# CHECK YOUR UNDERSTANDING
1. From the glossary, reproduce the passage that begins at the words "The attestation of" and ends after the words "or other manuscripts.".
2. Answer these questions using the glossary.
(a) Where are the relationships that an approximate name's attestation relies on attested?
(b) What is the unspecified source most often?
(c) Which two bases for a reconstructed term are listed?

Glossary
Types of attestation for names and terms of the corresponding source language
This term is attested in a manuscript used as a source for this translation.
This term is attested in other manuscripts with a parallel or similar context.
This term is attested in dictionaries matching Tibetan to the corresponding language.
The attestation of this name is approximate. It is based on other names where the relationship between the Tibetan and source language is attested in dictionaries or other manuscripts.
This term is a reconstruction based on the Tibetan phonetic rendering of the term.
This term is a reconstruction based on the semantics of the Tibetan translation.
This term has been supplied from an unspecified source, which most often is a widely trusted dictionary.

# ENTRIES SUPPLIED
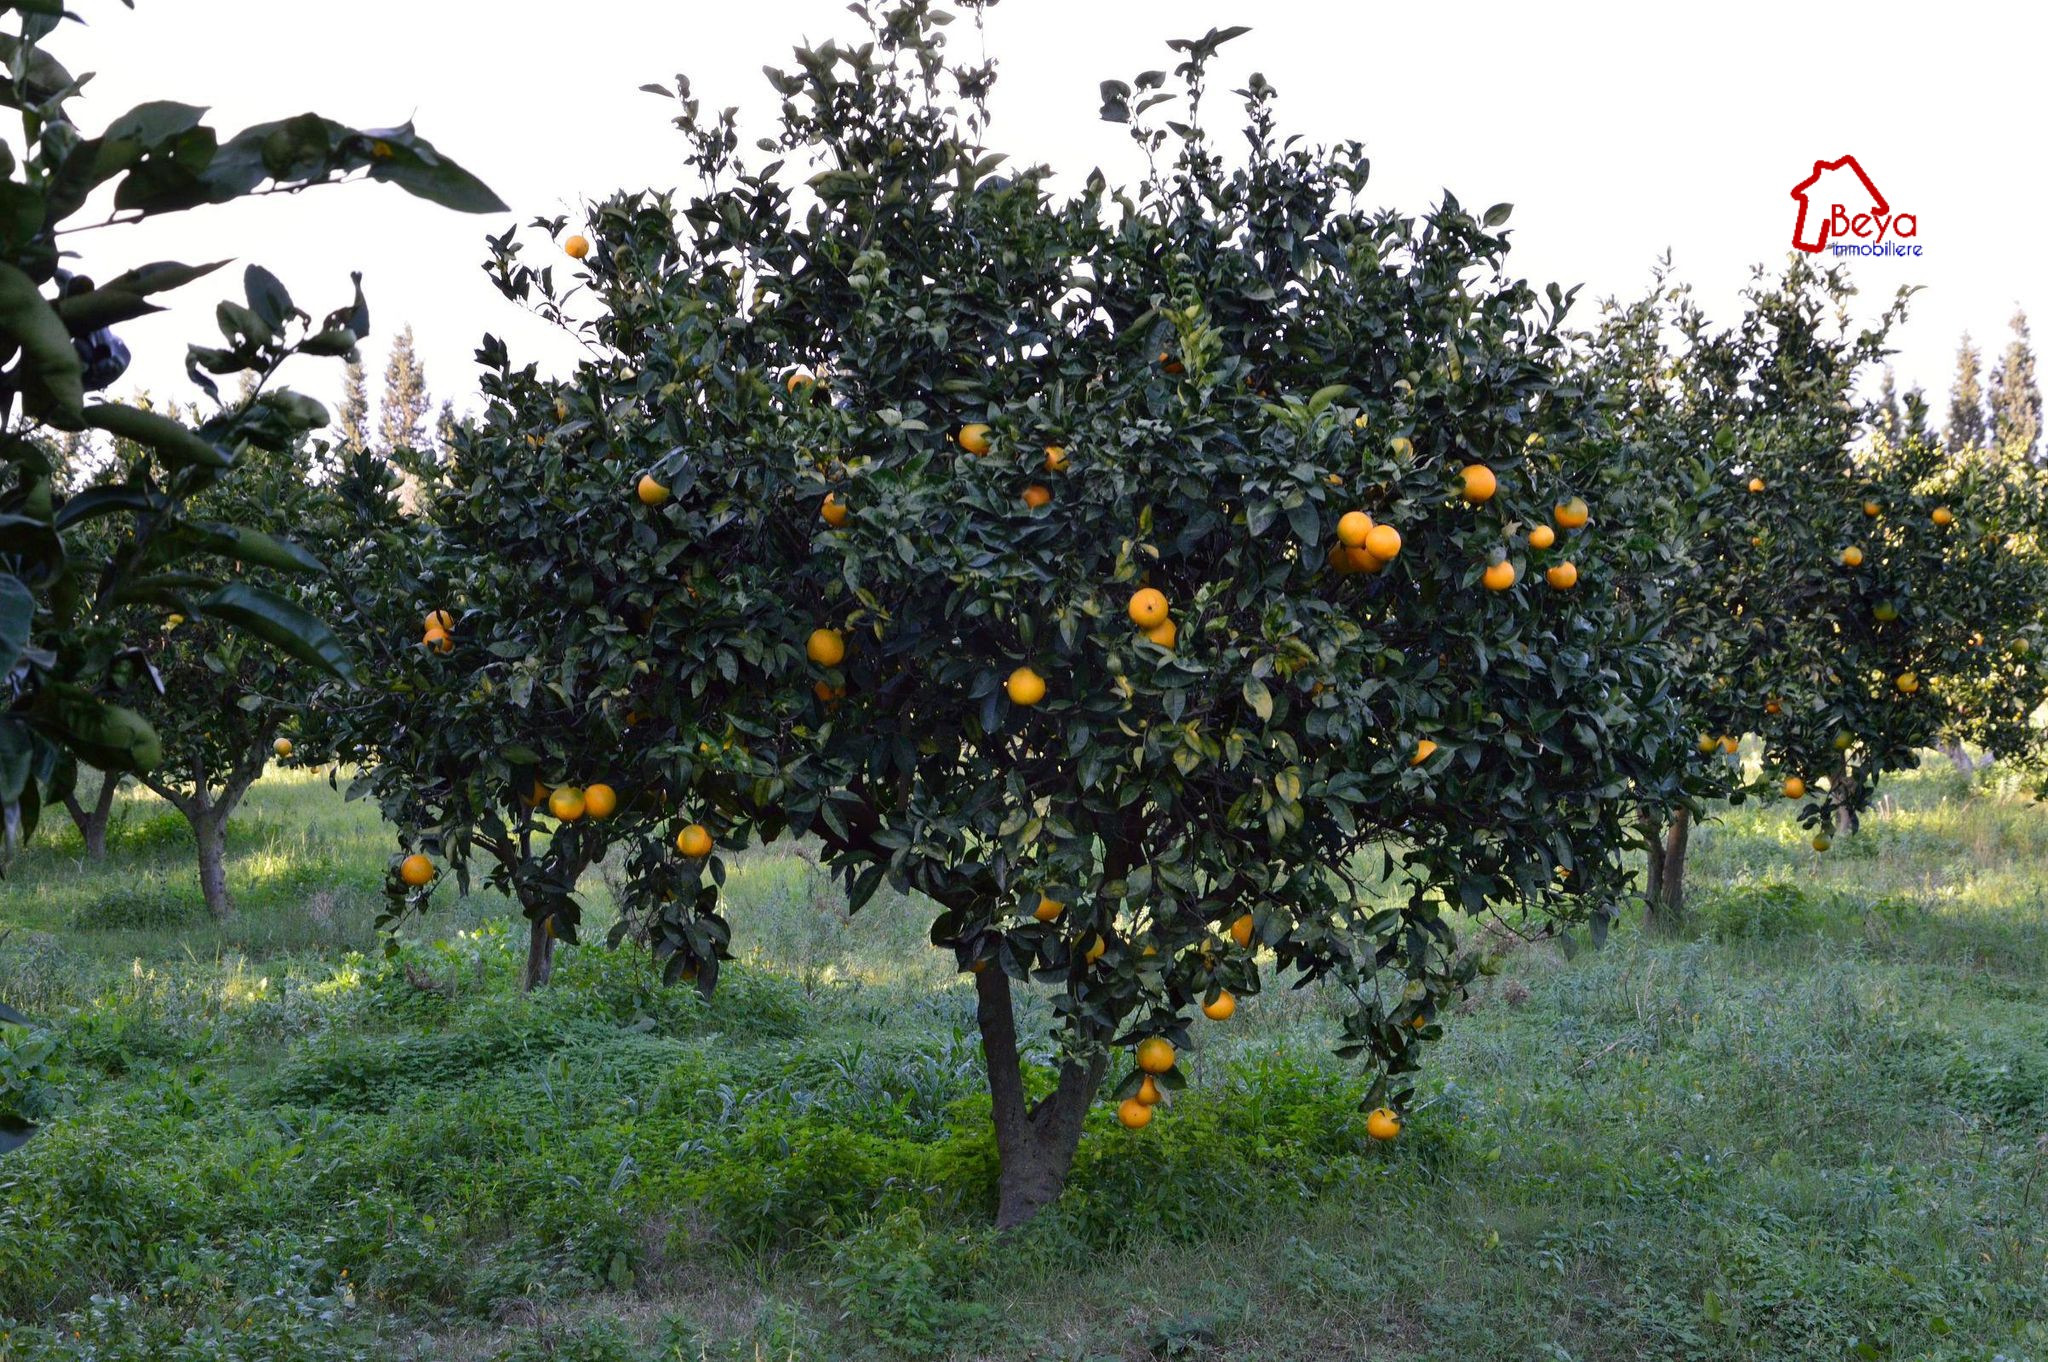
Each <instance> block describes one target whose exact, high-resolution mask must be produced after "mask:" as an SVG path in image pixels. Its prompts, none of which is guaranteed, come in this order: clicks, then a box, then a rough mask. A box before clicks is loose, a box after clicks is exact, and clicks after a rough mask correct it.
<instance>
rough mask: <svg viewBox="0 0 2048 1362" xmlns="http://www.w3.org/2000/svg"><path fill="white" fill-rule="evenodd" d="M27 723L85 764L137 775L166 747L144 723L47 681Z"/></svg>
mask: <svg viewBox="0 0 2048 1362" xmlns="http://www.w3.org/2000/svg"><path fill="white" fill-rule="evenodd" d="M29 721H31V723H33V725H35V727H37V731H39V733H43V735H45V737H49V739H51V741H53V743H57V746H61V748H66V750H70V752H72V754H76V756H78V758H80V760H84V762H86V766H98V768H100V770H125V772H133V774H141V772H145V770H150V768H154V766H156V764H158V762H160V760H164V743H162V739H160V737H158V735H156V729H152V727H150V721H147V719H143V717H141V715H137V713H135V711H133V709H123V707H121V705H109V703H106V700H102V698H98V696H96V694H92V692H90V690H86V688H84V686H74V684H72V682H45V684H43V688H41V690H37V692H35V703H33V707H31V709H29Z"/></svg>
==
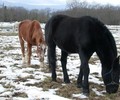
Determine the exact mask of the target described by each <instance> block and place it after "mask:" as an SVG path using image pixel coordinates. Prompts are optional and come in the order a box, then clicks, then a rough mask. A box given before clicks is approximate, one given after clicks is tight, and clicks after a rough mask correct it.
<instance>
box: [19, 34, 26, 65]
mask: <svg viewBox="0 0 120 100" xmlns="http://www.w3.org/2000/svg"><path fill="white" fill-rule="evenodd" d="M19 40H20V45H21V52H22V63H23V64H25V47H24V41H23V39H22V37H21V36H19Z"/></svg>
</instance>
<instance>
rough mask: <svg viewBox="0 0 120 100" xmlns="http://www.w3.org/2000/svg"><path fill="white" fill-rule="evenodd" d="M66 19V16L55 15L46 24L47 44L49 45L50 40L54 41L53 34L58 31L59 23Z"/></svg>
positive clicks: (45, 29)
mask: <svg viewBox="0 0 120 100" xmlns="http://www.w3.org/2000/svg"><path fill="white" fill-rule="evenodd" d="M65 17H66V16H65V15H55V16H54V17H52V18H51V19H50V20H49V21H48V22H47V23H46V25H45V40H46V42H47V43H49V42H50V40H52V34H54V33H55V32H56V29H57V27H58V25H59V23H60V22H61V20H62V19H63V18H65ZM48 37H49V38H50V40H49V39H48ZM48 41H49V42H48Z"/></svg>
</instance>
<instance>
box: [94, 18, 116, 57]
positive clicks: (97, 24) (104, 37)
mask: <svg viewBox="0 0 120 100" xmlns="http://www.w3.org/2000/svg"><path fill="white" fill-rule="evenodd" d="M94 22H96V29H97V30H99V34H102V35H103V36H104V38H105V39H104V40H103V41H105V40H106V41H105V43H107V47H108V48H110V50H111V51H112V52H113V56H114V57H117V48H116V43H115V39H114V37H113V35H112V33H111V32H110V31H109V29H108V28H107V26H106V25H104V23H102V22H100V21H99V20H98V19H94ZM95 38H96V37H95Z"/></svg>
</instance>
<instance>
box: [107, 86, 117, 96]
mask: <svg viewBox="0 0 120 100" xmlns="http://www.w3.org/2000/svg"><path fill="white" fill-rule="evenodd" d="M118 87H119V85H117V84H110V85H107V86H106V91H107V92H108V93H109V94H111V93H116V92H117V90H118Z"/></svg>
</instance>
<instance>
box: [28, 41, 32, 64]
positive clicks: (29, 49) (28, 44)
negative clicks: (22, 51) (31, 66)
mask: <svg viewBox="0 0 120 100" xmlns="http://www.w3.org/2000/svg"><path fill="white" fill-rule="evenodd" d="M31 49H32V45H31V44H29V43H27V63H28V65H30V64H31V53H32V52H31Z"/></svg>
--
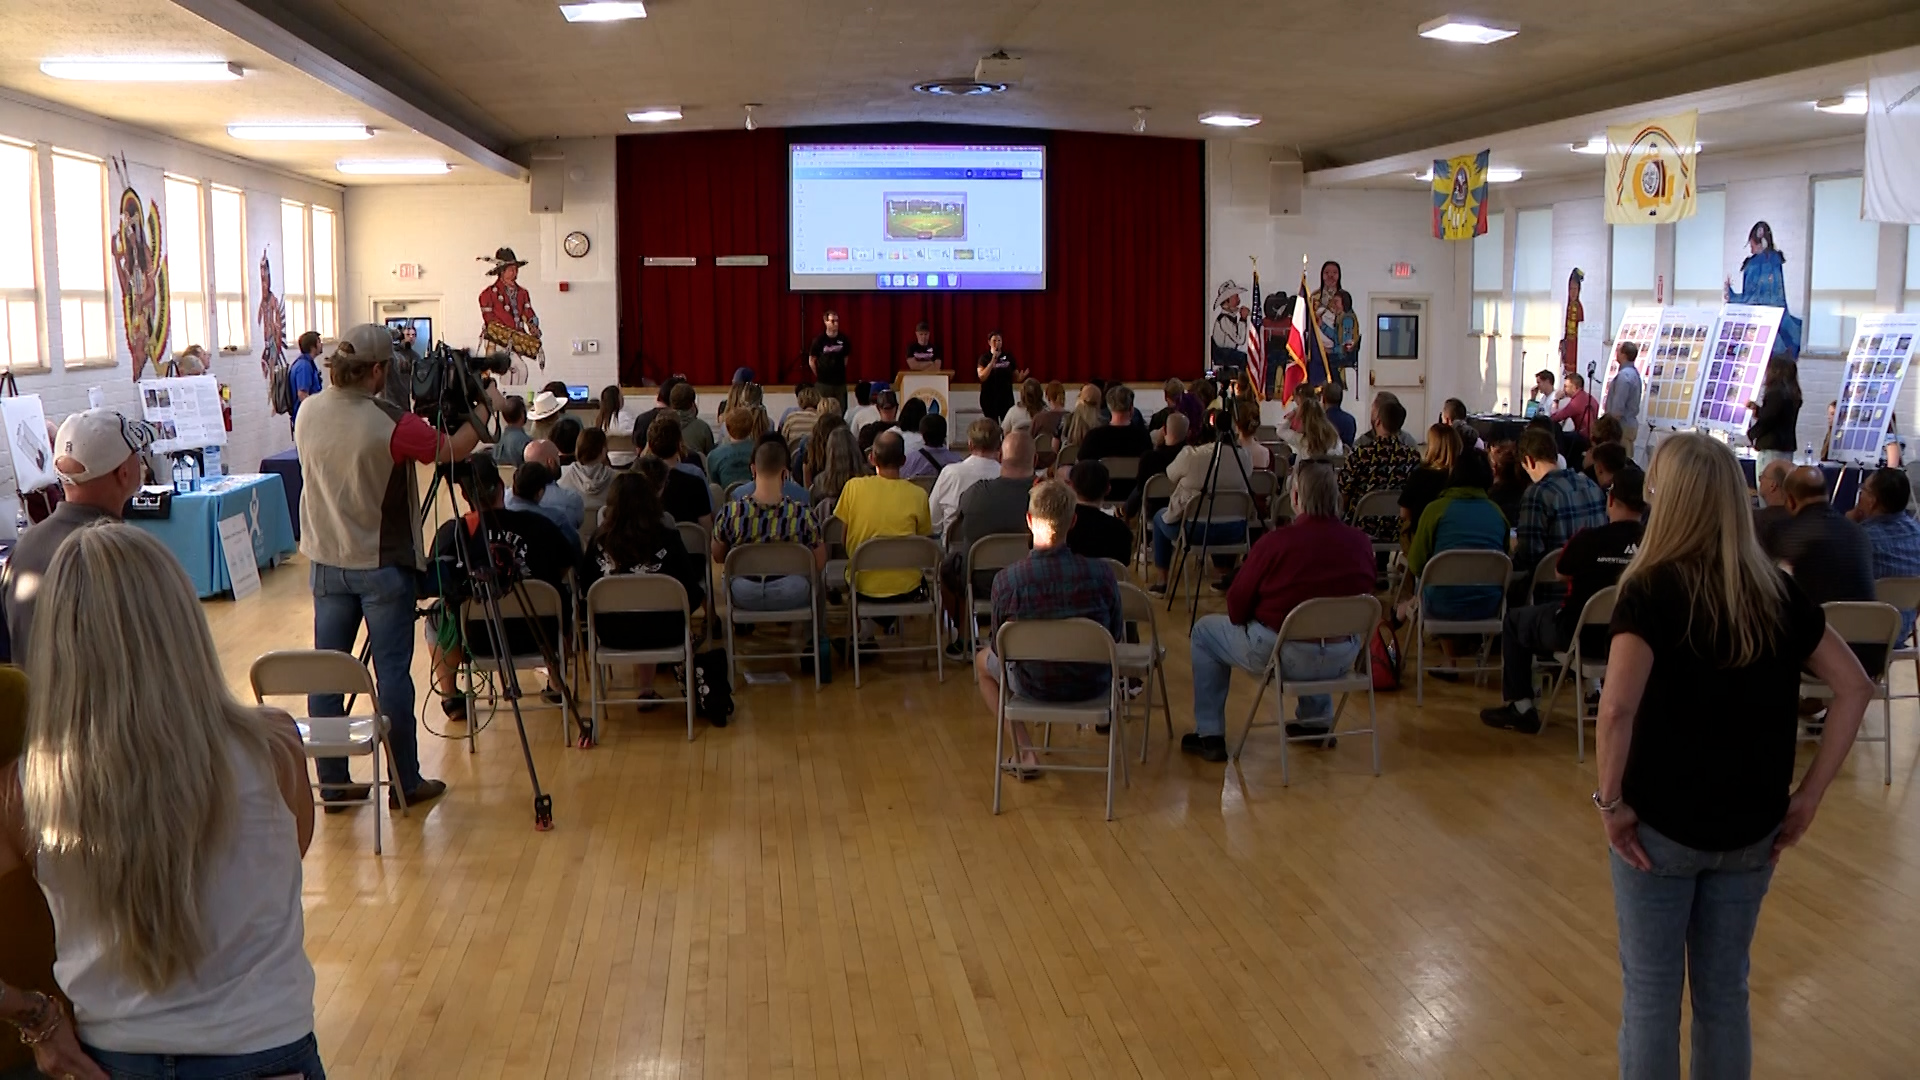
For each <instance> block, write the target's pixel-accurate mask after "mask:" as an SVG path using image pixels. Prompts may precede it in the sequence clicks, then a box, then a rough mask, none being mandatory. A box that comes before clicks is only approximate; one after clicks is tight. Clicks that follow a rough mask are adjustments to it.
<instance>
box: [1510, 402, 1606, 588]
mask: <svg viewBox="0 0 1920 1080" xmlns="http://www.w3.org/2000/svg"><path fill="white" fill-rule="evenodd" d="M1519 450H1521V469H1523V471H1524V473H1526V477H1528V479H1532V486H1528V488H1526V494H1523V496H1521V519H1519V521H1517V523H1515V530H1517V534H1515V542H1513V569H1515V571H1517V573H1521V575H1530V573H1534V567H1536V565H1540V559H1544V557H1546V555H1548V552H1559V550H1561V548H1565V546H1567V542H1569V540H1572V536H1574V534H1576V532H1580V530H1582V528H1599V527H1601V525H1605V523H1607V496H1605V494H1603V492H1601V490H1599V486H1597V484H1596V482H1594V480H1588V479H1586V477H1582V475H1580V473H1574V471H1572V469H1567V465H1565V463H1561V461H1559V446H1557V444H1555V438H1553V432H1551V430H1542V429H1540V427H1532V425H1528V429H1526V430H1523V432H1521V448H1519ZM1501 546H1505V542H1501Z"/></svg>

# TASK RESULTS
1.
The attestation of this name is approximate. It is based on other names where the relationship between the Tibetan and source language is attested in dictionaries or other manuscripts.

2.
(a) In dictionaries or other manuscripts.
(b) A widely trusted dictionary.
(c) The Tibetan phonetic rendering of the term, and the semantics of the Tibetan translation.